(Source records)
········
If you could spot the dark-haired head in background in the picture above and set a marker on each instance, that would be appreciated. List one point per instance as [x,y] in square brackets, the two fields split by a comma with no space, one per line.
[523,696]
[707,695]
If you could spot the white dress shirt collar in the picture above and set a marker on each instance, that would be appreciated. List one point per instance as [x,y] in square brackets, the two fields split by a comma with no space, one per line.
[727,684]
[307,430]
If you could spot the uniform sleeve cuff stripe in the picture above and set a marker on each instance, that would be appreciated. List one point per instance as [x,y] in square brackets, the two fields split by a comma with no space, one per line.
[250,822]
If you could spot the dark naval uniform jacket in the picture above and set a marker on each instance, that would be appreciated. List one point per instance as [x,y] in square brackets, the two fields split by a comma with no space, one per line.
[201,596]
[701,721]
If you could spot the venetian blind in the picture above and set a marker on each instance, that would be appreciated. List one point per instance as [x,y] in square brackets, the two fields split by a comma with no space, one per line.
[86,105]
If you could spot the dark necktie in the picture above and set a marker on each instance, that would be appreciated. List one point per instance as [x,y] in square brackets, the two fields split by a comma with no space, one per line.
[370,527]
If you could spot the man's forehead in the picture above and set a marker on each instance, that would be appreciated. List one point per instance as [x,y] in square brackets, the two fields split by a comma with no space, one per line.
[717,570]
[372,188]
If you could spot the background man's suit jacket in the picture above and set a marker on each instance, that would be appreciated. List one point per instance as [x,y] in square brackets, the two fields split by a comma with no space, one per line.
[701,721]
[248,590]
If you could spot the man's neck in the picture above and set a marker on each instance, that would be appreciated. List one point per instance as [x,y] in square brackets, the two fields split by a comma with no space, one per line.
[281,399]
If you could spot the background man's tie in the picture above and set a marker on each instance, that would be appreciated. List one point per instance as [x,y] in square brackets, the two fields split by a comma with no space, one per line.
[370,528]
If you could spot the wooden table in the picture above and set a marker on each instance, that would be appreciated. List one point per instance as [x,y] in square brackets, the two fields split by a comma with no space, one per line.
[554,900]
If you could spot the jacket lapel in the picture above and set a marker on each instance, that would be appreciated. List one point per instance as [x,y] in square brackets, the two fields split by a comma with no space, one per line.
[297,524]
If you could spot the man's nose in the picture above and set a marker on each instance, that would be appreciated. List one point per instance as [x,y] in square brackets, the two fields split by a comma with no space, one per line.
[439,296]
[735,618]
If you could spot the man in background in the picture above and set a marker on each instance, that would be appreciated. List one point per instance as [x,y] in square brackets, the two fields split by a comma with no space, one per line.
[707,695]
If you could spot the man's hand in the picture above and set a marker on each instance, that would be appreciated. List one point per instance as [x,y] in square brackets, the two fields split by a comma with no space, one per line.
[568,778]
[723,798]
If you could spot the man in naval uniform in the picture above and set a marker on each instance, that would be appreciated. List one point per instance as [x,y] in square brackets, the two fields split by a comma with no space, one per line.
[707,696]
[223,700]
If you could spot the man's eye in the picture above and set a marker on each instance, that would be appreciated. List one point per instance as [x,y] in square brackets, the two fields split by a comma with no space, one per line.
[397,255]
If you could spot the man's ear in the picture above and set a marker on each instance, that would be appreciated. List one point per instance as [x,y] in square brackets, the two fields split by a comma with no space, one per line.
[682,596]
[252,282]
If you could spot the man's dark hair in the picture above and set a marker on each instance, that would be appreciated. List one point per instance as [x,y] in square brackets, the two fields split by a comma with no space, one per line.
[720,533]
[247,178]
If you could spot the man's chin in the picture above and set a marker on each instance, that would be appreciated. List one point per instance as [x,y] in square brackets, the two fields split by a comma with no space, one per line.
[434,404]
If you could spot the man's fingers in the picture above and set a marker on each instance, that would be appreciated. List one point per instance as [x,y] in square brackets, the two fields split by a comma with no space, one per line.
········
Return exactly the lines in the records above, beginning with the one that holds "If you could spot the man's eye" and ending with the last.

If you could spot the man's eye in the picture above and set a marker on each instance, that would be appreciated. List one point per instance as [x,y] in square brackets, the two fields split by a comma with no space, one per line.
[397,255]
If you could spot the man's ear in the picture above and set a marker on each instance, that would be appreciated. List one point per instance as [x,y] in square brackets, the two fields split by a comma with no space, one per line.
[682,596]
[252,282]
If you could spot the man's dark hair in the picture above and set a marker on each instance, that would be appreciated. List one point per instance as [x,y] in square brackets, the two fields split by a comma with no space, one per line.
[720,533]
[247,178]
If you could spot the man's chin in the picture above and set a marker on each instance, that would be appreciated. List one point per instance as [x,y] in square brackets, the two fields split by a comma with no space, one per line.
[434,404]
If you could spot the man's fingers in the picture above and set a marker on each instance, that would be appreciated. List one point per instance as [x,y] in square brackets, the two fields split by a comma with no space, one per line.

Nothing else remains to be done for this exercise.